Identify each line in the data below that contains the string "exact", and copy every such line.

--- Data for processing ---

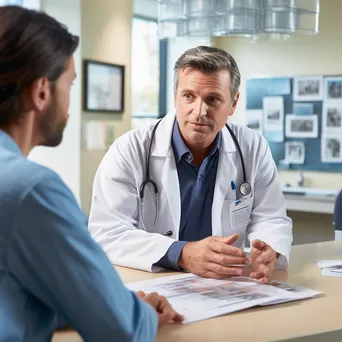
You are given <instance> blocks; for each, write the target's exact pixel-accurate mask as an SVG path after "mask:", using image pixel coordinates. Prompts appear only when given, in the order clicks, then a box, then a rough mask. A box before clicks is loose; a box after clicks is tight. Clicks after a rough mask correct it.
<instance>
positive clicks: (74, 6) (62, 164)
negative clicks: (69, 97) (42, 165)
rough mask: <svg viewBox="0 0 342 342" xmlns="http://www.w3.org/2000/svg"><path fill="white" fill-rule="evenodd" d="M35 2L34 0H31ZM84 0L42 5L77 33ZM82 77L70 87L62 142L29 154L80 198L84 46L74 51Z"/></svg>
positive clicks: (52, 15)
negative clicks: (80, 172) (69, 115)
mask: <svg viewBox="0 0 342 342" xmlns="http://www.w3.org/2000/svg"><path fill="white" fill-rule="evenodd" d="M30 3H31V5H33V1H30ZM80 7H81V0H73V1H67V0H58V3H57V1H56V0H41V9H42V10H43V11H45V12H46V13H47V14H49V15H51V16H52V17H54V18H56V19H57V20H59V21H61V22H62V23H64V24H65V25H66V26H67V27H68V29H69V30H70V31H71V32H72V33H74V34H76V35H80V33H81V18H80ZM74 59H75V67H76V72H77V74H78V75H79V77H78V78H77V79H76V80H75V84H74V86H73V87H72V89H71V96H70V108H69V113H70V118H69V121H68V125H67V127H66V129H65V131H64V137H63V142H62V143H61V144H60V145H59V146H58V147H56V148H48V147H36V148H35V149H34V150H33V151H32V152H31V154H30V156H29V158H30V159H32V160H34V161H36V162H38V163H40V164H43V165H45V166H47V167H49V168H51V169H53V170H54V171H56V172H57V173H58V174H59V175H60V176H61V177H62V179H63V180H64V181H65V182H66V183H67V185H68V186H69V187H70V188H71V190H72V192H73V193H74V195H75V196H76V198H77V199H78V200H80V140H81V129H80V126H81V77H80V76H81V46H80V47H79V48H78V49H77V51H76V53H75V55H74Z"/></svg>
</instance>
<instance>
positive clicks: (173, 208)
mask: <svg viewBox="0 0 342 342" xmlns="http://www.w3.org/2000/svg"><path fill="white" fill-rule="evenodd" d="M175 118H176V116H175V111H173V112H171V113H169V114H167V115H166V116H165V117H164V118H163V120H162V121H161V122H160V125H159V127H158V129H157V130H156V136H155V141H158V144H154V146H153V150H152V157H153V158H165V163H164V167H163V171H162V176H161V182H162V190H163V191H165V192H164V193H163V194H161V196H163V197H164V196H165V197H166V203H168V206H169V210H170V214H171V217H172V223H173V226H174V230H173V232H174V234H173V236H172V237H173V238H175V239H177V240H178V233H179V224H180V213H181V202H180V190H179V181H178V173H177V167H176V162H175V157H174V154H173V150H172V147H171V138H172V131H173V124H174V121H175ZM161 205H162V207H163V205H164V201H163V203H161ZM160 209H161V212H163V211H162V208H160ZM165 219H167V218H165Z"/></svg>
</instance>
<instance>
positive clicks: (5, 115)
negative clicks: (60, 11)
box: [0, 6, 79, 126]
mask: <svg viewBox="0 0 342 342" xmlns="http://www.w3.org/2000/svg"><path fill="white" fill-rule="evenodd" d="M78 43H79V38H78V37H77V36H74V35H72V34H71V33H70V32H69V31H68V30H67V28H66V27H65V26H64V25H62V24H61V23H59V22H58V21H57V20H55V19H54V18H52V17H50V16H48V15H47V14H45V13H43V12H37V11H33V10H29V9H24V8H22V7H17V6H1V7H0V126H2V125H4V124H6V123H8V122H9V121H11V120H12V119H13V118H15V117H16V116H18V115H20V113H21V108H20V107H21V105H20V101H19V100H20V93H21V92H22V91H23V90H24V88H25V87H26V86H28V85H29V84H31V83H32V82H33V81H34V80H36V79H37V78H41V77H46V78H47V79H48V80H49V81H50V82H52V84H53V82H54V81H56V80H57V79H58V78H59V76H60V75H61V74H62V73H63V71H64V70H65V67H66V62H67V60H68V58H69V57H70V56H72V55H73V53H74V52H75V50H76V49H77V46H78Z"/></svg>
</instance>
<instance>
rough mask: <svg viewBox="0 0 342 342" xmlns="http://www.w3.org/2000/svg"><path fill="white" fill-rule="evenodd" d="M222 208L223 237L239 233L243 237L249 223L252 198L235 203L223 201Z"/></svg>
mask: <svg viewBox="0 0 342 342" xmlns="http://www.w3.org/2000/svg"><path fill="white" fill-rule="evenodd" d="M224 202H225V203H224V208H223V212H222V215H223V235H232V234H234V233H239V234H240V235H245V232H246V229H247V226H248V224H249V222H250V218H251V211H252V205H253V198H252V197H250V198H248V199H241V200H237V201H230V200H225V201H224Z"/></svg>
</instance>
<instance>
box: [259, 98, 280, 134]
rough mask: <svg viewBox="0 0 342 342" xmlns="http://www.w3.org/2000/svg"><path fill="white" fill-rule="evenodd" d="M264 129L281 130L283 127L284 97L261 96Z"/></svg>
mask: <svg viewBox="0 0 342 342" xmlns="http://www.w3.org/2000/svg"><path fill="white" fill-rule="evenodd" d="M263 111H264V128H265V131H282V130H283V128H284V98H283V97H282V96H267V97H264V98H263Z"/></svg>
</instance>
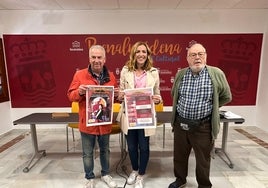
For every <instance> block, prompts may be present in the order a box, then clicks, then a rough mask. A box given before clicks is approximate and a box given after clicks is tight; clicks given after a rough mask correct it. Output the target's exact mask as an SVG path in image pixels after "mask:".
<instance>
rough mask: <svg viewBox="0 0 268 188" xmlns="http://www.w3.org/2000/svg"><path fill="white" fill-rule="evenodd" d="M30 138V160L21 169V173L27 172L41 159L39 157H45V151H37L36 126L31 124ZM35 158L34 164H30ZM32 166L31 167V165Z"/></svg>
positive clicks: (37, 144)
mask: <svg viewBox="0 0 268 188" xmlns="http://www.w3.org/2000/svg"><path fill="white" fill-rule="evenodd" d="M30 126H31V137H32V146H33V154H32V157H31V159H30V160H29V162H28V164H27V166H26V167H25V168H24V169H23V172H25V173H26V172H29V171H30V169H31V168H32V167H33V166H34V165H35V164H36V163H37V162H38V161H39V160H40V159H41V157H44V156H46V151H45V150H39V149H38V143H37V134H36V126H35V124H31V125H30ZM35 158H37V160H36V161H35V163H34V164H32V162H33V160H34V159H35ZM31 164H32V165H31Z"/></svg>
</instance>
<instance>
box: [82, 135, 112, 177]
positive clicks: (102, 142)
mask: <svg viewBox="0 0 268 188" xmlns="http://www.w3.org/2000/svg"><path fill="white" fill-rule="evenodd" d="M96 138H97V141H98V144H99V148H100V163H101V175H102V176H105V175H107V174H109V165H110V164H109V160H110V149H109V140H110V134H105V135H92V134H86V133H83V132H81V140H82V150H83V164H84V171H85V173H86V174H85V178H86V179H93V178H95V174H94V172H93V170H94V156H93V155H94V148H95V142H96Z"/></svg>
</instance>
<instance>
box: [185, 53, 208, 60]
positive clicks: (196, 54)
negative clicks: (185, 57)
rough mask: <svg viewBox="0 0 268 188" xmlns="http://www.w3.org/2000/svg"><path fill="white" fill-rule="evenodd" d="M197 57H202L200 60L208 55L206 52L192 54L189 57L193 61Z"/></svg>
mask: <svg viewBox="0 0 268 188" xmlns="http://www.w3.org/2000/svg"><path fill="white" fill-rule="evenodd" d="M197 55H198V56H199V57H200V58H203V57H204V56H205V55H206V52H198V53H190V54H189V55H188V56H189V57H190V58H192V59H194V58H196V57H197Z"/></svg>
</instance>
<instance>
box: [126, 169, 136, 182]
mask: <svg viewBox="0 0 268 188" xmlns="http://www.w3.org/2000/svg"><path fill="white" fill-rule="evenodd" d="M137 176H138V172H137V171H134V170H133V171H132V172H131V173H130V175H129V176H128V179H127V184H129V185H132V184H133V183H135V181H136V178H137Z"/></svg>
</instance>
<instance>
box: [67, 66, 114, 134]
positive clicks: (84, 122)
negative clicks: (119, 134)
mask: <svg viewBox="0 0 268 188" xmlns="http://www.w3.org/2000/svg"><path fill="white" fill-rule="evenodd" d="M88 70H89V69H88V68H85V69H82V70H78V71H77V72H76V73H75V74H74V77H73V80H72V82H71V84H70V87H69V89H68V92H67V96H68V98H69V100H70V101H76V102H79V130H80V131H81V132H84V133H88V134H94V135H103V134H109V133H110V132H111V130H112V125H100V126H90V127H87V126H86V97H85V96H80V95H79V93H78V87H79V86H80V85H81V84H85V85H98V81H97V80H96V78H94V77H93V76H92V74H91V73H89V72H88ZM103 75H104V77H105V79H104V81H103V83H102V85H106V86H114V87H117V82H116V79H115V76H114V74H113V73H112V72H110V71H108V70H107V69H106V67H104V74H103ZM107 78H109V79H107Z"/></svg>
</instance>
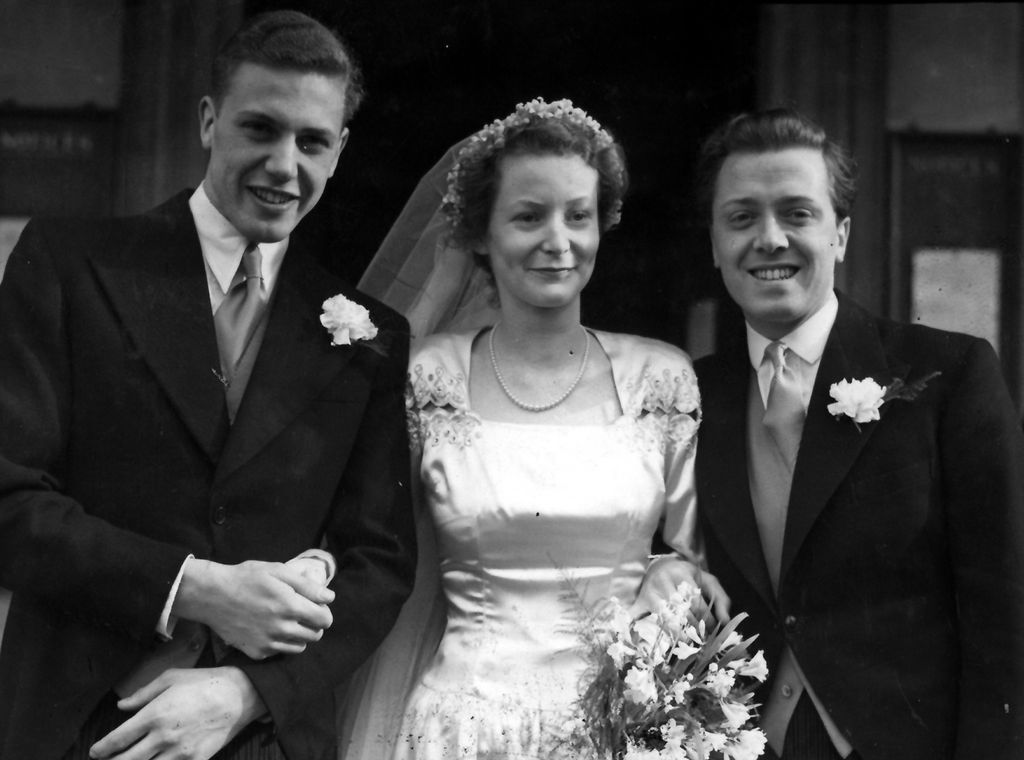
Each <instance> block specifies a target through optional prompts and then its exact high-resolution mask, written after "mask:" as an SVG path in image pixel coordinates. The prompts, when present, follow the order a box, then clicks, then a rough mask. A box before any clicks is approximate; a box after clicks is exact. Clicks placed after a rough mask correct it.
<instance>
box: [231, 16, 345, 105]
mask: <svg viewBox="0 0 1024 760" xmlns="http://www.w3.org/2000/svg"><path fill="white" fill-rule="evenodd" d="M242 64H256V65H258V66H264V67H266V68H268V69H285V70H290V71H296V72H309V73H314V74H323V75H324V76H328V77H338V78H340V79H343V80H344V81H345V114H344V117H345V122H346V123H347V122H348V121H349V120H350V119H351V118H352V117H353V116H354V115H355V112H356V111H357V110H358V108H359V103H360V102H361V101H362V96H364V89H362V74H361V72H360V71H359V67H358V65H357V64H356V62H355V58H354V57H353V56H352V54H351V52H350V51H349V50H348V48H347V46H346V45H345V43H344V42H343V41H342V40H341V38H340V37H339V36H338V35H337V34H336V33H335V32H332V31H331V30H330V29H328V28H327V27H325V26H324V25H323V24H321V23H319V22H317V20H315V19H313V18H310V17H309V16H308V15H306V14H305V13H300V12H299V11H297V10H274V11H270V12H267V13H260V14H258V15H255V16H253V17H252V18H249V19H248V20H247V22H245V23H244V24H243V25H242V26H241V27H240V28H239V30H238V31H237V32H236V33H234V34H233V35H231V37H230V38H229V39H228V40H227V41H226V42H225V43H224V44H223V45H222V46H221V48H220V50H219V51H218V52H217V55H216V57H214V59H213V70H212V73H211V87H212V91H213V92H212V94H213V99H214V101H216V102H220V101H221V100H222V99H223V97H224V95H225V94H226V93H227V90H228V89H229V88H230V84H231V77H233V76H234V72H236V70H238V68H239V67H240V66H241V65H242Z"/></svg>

---

Result of this exercise >>
You are given <instance> blocks; for each, write the target's exact pixel-accurate mask as an SVG path after "mask:", using image pixel coordinates. Prompts appear only when given, in the order clicks, then a box, then a rough mask. A box before clicks is loose; a box after clicks is tight. Clicks after a rough mask correct it.
For every <instance> block, prompts may be present in the order a box, then clicks, then a rough mask. A box given before clicks is approximate and a box given after clicks is tight; clicks given after a rough mask correct it. Output the target's exact mask as an SVG path in image pixels after "mask:".
Each <instance> block specifies a target through optional prompts and then its exact high-resolution mask, written after "mask:" as an SVG path in image pixel coordinates. The prompts, when present, follow the order a box, then clicks, then a rough mask. A box before any clicks is approximate; a box after clicks is exact. Clicks placed after a rough mask correct it.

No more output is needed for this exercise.